WHAT YOU HAVE TO DO –
Locate the line that contains "[locate] blurred crowd" in the entries below, then repeat it and every following line through the line that contains "[locate] player's other", exactly, and no others.

INPUT MATERIAL –

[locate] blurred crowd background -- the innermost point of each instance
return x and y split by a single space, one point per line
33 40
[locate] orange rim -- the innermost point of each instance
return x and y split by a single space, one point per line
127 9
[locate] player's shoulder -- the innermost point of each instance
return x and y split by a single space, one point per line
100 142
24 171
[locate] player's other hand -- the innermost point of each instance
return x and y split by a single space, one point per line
* * *
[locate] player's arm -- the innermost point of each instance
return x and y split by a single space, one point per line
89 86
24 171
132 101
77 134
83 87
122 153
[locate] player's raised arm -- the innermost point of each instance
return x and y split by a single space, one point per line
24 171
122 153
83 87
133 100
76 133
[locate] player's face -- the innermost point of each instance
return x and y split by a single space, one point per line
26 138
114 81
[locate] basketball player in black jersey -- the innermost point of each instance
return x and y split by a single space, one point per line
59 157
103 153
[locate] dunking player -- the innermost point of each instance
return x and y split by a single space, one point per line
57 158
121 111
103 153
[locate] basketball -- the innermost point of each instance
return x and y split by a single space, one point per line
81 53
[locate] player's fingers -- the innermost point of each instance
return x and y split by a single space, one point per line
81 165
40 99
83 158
==
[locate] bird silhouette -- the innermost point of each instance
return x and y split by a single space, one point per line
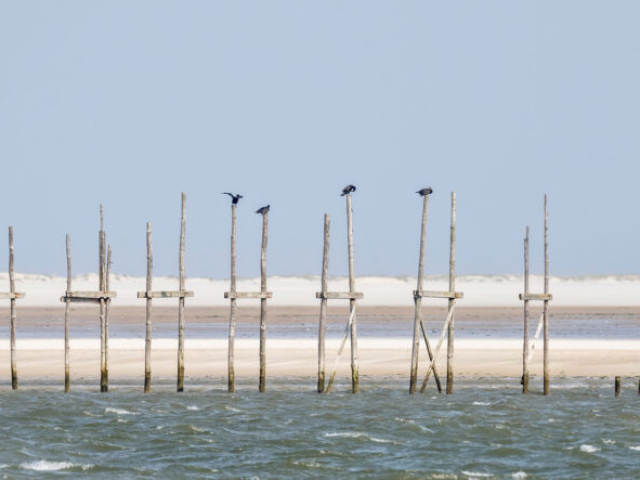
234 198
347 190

EXERCISE RESPONSE –
[locate] blurred crowd background -- the innermost point of each instance
return x and y split by a single space, one point per line
33 40
[locate] orange rim -- the innermost point of each instance
return x and y split by a single space, one point per line
127 9
[locate] player's shoulder -- the innermost point of each instance
return x and y split by a single space, one point per line
100 142
24 171
[locate] player's other hand -- the innermost point of each instance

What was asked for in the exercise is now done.